**Extract**:

** begin **

TAMPA - Paula Gutierrez told jurors about her relationship with
Nestor DeJesus. From the start, he was sweet. But in a short time, he began to
be possessive.
He showed up at her high school in a Queens neighborhood of New
York City and accused her of flirting with other high school boys, Gutierrez
testified. He visited for Thanksgiving in 1993, and after dinner popped a razor
blade into his mouth.
"You want to leave me?" he asked, and ran into a bathroom and
began slitting his wrists.
The confrontation ended when DeJesus beat up another teenager at
the Gutierrez home. Cops came and took him away, Gutierrez said, but didn’t
arrest him.
Another time he choked her in front of a Chinese video rental shop
and smacked her on a subway in front of numerous people, Gutierrez testified.
She repeatedly broke up with him, but repeatedly dated him again either because
he was nice to her or because she was afraid he would hurt her, she testified.
TAMPA - Paula Gutierrez takes the stand.
-- Tampa Tribune
TAMPA - The defense called the mother of Nestor DeJesus to help
its case, but Lisette Santiago provided some of the most damaging testimony
against Paula Gutierrez when she said Gutierrez sometimes talked about robbing a
bank with DeJesus.
The suprising testimony sent public defender DeeAnn Athan into a
fit. She yelled at Santiago, asking her why she never provided this information
before during five hours of pretrial depositions. "It was Nestor who talked
about robbing the bank, not Paula, right?" Athan asked. "No, they both did,"
Santiago said. Athan slammed down two thick transcripts of Santiago’s
depositions and yelled, "I have no further questions for this witness!"
Athan had called Santiago to talk about how DeJesus brutalized
Gutierrez. But Santiago told jurors about the two sides of her son. He once
kicked down a bedroom door and slapped Gutierrez in their Tampa apartment,
Santiago said. Santiago bought Gutierrez a plane ticket and sent her to New York
City to be with her family. But DeJesus also provided for his girlfriend and
their daughter, Ashley. He bought Gutierrez a Nissan Xterra and a membership to
a gym, Santiago testified.
TAMPA - Jurors may never hear from a young woman who was beaten
and demoralized by Nestor DeJesus in the same way Paula Gutierrez says she was
brutalized by her boyfriend.
April Hildreth, 23, testified without the jury present. She said
she moved in and lived with DeJesus when she was 15. Soon after she moved he
began to beat her, once tricked her into having sex with his friend so he could
beat her. He told her there were two ways she would leave him.
"The only way I was leaving was if I went back to HRS or I was
leaving in a body bag," Hildreth tearfully testified. Public defender DeeAnn
Athan showed Hildreth a picture of Gutierrez holding the MAC-11 that was later
used to kill Tampa police Officer Lois Marrero. Gutierrez smiled in the photo.

** end **

**Given task**: Reproduce the trial reports word for word between "Another time he" and "her, she testified.", inclusive. The lines that come next have nothing to do with the trial reports above.

[Dataset items]
** begin **

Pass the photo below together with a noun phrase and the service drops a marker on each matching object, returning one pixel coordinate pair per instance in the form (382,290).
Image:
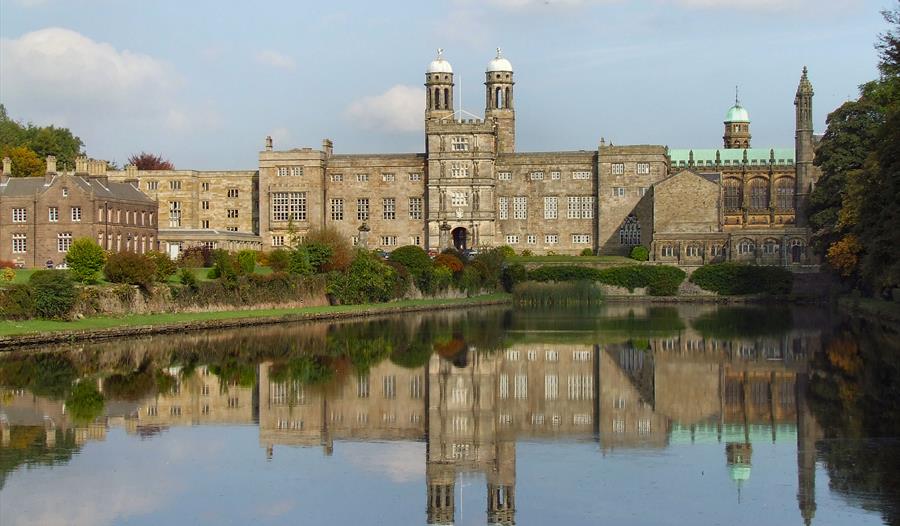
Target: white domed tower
(499,102)
(737,125)
(439,88)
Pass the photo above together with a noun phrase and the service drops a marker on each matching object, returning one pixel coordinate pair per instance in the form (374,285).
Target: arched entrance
(460,238)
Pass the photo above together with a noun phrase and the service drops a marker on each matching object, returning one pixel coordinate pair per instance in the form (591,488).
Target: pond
(620,414)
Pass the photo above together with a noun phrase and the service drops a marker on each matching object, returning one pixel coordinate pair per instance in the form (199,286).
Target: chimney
(7,170)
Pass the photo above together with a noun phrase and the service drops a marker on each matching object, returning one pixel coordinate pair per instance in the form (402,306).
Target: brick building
(41,216)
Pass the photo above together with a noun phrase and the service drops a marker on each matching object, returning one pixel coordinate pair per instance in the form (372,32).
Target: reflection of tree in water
(854,394)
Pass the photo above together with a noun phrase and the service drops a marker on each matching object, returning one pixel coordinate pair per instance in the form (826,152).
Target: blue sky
(203,82)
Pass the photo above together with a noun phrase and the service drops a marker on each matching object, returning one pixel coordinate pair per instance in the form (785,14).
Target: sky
(203,82)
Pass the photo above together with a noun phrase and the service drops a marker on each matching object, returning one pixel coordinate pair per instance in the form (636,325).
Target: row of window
(579,207)
(20,215)
(549,239)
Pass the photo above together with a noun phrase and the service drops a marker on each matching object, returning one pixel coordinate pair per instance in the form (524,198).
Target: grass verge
(16,328)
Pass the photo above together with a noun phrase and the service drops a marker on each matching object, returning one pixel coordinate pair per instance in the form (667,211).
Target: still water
(621,415)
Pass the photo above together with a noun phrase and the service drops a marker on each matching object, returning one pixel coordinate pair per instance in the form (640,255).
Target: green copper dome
(737,113)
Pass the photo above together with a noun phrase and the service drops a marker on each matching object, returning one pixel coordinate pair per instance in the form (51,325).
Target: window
(630,232)
(362,209)
(337,209)
(581,239)
(389,205)
(784,193)
(287,206)
(551,207)
(759,194)
(520,207)
(415,208)
(460,144)
(459,169)
(63,241)
(174,213)
(732,194)
(20,243)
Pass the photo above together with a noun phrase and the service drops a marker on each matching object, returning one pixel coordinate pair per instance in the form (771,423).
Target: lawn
(13,328)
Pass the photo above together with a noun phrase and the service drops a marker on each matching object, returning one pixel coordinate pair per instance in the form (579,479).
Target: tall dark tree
(149,161)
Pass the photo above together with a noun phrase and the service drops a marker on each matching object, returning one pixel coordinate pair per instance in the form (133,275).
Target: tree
(85,259)
(149,161)
(25,162)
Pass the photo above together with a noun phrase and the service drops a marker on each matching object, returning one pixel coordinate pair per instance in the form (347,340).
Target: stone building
(41,216)
(216,209)
(471,188)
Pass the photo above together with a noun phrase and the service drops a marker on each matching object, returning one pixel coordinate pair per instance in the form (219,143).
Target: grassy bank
(103,323)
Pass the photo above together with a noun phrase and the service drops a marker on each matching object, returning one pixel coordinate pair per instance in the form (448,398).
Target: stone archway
(460,238)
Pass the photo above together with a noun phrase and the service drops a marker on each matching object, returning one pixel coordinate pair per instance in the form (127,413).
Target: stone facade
(470,188)
(41,216)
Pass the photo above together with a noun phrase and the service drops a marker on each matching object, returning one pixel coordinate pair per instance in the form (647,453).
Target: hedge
(660,280)
(734,279)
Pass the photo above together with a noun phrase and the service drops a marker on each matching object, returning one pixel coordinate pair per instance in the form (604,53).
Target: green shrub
(246,260)
(52,292)
(640,253)
(16,302)
(279,260)
(735,279)
(413,258)
(165,267)
(513,275)
(85,259)
(131,269)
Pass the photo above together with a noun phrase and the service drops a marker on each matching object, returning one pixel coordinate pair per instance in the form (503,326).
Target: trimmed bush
(52,292)
(165,267)
(660,280)
(131,269)
(640,253)
(16,302)
(85,259)
(734,279)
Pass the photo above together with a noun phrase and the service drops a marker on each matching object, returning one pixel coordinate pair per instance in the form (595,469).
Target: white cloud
(399,109)
(275,59)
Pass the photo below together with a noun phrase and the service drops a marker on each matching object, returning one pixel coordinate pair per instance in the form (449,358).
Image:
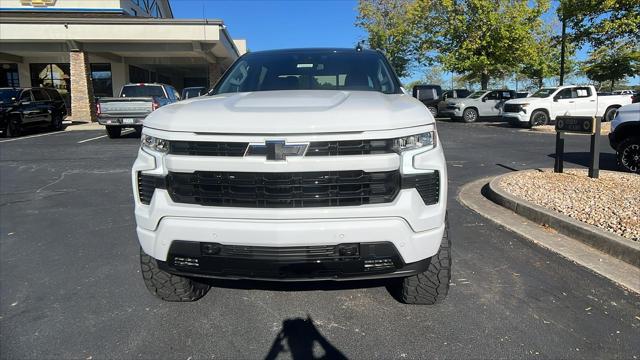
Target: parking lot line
(100,137)
(32,136)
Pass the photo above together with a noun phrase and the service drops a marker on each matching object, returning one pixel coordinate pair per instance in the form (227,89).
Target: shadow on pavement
(607,160)
(301,340)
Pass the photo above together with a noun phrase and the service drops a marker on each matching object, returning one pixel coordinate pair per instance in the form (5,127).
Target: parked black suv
(429,95)
(30,107)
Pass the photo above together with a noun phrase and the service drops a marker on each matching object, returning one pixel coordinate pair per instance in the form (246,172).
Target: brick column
(83,107)
(215,73)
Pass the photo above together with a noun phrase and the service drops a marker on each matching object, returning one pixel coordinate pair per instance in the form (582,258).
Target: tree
(544,61)
(602,22)
(612,64)
(393,27)
(488,38)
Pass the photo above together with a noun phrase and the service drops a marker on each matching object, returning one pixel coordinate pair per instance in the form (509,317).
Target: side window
(582,92)
(494,95)
(237,78)
(564,94)
(26,96)
(40,95)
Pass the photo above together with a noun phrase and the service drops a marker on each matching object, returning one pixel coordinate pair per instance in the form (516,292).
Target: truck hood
(529,100)
(291,112)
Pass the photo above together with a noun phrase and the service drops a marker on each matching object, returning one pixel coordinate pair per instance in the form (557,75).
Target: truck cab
(547,103)
(480,104)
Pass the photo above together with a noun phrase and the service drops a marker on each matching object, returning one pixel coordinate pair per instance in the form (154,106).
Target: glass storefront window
(56,76)
(102,80)
(9,75)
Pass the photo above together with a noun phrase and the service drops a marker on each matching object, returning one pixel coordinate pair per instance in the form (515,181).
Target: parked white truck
(542,107)
(299,165)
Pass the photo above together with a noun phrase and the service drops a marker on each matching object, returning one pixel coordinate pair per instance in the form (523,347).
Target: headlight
(154,144)
(425,141)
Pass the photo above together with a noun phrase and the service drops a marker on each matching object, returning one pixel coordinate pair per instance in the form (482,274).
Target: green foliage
(488,38)
(602,22)
(612,63)
(386,22)
(544,62)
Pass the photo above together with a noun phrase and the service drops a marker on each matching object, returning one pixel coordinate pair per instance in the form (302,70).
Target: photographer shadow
(302,340)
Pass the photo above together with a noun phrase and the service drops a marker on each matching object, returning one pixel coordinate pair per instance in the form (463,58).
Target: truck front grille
(283,190)
(316,148)
(512,108)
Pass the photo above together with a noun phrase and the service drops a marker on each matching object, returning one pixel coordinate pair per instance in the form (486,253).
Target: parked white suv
(299,165)
(547,103)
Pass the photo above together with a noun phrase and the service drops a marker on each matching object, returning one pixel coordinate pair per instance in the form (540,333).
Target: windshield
(546,92)
(476,94)
(142,91)
(8,95)
(193,92)
(310,70)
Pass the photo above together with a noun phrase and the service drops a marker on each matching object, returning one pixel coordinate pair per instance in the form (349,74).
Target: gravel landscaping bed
(609,202)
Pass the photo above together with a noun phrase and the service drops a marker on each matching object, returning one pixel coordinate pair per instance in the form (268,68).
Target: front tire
(432,286)
(56,123)
(629,154)
(169,287)
(114,132)
(610,114)
(12,129)
(538,118)
(433,110)
(470,115)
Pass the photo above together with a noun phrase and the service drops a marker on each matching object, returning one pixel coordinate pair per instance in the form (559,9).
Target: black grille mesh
(283,190)
(207,148)
(147,184)
(512,108)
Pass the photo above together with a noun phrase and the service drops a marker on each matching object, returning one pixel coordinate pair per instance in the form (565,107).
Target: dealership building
(90,48)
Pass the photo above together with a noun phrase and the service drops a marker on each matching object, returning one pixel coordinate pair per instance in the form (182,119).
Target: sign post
(580,125)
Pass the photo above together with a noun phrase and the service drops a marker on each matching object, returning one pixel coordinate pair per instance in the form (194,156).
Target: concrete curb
(604,241)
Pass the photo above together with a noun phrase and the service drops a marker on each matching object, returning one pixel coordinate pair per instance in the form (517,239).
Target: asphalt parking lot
(70,285)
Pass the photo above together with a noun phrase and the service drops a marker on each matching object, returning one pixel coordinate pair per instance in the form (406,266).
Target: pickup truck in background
(451,94)
(429,95)
(547,103)
(135,102)
(480,104)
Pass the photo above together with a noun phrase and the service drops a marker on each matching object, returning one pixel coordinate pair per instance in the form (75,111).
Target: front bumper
(451,113)
(342,262)
(121,121)
(516,118)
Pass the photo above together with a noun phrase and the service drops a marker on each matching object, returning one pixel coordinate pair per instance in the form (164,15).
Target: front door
(563,103)
(585,102)
(28,108)
(490,105)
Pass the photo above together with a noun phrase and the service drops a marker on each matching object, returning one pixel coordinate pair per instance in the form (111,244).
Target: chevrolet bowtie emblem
(38,3)
(276,150)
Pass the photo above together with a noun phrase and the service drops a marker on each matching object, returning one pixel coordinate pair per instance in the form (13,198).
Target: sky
(274,24)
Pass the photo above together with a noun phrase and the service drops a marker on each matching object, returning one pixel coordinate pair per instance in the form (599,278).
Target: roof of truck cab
(314,50)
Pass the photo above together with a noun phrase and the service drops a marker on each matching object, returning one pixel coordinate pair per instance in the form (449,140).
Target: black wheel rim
(631,157)
(539,119)
(470,116)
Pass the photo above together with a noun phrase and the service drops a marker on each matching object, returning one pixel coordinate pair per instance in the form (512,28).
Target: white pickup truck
(542,107)
(299,165)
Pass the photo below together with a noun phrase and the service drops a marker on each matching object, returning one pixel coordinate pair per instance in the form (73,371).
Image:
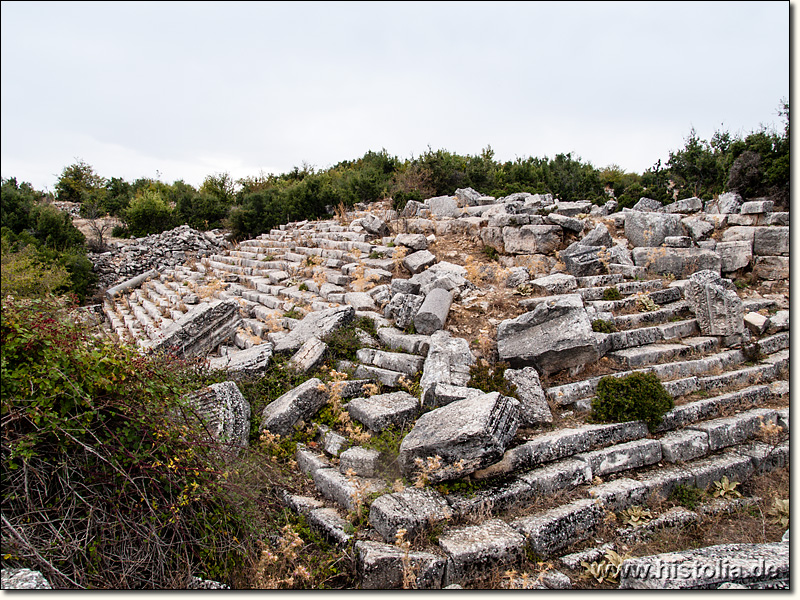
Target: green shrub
(106,465)
(638,396)
(603,326)
(688,496)
(490,378)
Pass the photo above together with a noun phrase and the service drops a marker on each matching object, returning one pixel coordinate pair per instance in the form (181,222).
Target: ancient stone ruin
(542,477)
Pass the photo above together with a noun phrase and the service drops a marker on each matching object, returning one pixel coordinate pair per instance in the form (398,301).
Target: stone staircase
(548,491)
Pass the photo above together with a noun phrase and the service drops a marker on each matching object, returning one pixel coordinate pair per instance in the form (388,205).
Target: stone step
(663,315)
(626,289)
(640,356)
(630,338)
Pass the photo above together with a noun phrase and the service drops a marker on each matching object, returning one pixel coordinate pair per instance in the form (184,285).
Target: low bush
(638,396)
(490,378)
(109,479)
(603,326)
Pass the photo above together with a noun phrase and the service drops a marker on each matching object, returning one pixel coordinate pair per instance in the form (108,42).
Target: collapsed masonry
(678,316)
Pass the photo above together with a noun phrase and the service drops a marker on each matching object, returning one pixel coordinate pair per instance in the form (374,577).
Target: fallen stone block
(433,312)
(316,324)
(648,229)
(349,492)
(331,525)
(534,409)
(620,494)
(717,307)
(282,414)
(418,261)
(244,363)
(532,239)
(729,431)
(771,241)
(226,414)
(448,361)
(622,457)
(309,355)
(361,461)
(554,530)
(474,552)
(384,410)
(467,435)
(553,336)
(684,445)
(680,262)
(200,330)
(386,566)
(413,509)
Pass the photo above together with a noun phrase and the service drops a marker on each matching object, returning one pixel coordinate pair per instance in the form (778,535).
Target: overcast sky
(184,90)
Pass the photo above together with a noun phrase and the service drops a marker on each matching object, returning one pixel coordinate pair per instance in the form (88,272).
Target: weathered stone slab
(622,457)
(361,461)
(558,283)
(585,261)
(413,509)
(415,241)
(309,355)
(599,236)
(384,410)
(301,403)
(442,394)
(532,239)
(771,241)
(348,492)
(685,206)
(707,568)
(734,255)
(395,339)
(473,552)
(553,336)
(554,530)
(648,229)
(226,413)
(432,314)
(684,445)
(467,435)
(243,363)
(382,566)
(449,360)
(374,225)
(727,203)
(717,307)
(418,261)
(728,431)
(315,324)
(680,262)
(775,268)
(620,493)
(201,329)
(534,409)
(24,579)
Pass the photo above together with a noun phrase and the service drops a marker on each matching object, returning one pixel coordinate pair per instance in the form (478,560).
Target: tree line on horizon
(754,165)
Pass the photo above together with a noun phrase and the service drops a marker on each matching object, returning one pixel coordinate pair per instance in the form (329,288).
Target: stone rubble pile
(161,251)
(676,315)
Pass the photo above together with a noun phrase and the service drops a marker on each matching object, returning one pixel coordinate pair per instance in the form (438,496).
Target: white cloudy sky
(190,89)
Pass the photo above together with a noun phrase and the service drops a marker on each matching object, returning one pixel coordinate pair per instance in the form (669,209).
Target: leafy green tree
(148,213)
(76,180)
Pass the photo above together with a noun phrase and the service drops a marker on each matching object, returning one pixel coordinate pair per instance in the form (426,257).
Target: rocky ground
(565,293)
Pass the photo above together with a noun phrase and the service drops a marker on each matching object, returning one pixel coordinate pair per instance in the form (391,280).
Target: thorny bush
(109,479)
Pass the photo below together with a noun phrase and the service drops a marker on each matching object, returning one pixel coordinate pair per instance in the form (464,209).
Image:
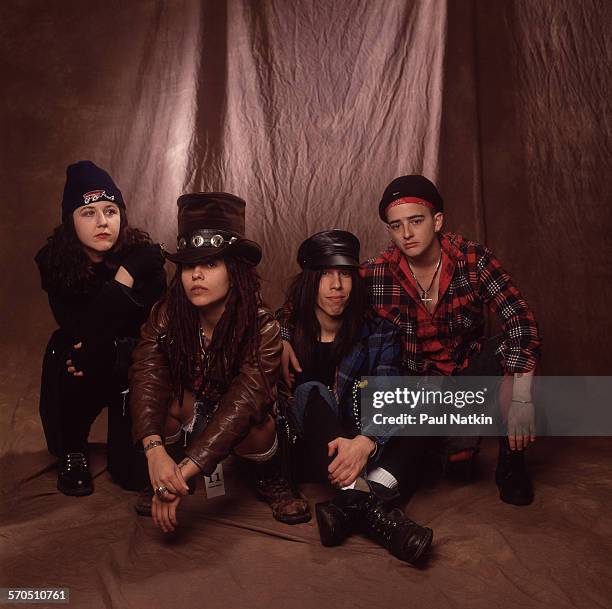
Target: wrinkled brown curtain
(307,109)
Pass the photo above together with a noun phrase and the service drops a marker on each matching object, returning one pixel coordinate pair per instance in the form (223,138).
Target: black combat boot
(339,517)
(511,475)
(74,477)
(272,486)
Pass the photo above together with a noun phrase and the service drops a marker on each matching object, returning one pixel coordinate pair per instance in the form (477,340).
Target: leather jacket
(246,402)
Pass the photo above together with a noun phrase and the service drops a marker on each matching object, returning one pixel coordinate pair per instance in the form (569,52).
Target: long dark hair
(306,328)
(236,334)
(67,265)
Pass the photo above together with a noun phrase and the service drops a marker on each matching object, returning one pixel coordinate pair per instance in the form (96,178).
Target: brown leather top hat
(212,224)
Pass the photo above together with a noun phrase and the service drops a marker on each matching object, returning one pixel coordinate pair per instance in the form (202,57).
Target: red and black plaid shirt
(470,279)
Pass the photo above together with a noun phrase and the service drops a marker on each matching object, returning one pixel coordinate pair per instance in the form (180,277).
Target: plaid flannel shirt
(377,353)
(470,279)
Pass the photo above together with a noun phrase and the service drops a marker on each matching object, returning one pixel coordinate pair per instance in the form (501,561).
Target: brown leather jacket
(246,402)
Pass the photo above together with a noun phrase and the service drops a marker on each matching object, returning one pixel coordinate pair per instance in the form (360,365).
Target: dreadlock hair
(302,298)
(236,336)
(66,264)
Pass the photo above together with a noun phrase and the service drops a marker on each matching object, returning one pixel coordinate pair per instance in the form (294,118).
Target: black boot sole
(74,492)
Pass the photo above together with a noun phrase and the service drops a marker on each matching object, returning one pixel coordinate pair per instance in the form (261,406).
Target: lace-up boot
(404,538)
(74,477)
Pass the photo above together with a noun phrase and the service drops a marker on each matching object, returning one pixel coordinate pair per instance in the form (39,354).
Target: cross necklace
(425,292)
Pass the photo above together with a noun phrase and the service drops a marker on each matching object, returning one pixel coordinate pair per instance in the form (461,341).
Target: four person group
(214,371)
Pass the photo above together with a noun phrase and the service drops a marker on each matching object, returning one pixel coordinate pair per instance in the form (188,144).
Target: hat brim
(245,249)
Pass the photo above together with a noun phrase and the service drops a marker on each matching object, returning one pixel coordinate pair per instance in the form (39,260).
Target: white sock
(382,476)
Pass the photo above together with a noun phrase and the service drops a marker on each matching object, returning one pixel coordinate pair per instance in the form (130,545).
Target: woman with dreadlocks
(204,374)
(102,277)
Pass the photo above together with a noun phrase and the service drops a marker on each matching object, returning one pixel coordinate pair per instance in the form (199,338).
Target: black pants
(401,456)
(69,405)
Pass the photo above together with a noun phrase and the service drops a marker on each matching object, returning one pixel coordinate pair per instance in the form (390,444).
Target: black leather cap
(329,248)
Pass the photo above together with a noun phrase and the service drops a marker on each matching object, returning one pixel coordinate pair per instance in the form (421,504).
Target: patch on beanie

** end **

**Result for this exercise**:
Another time he choked her in front of a Chinese video rental shop
and smacked her on a subway in front of numerous people, Gutierrez testified.
She repeatedly broke up with him, but repeatedly dated him again either because
he was nice to her or because she was afraid he would hurt her, she testified.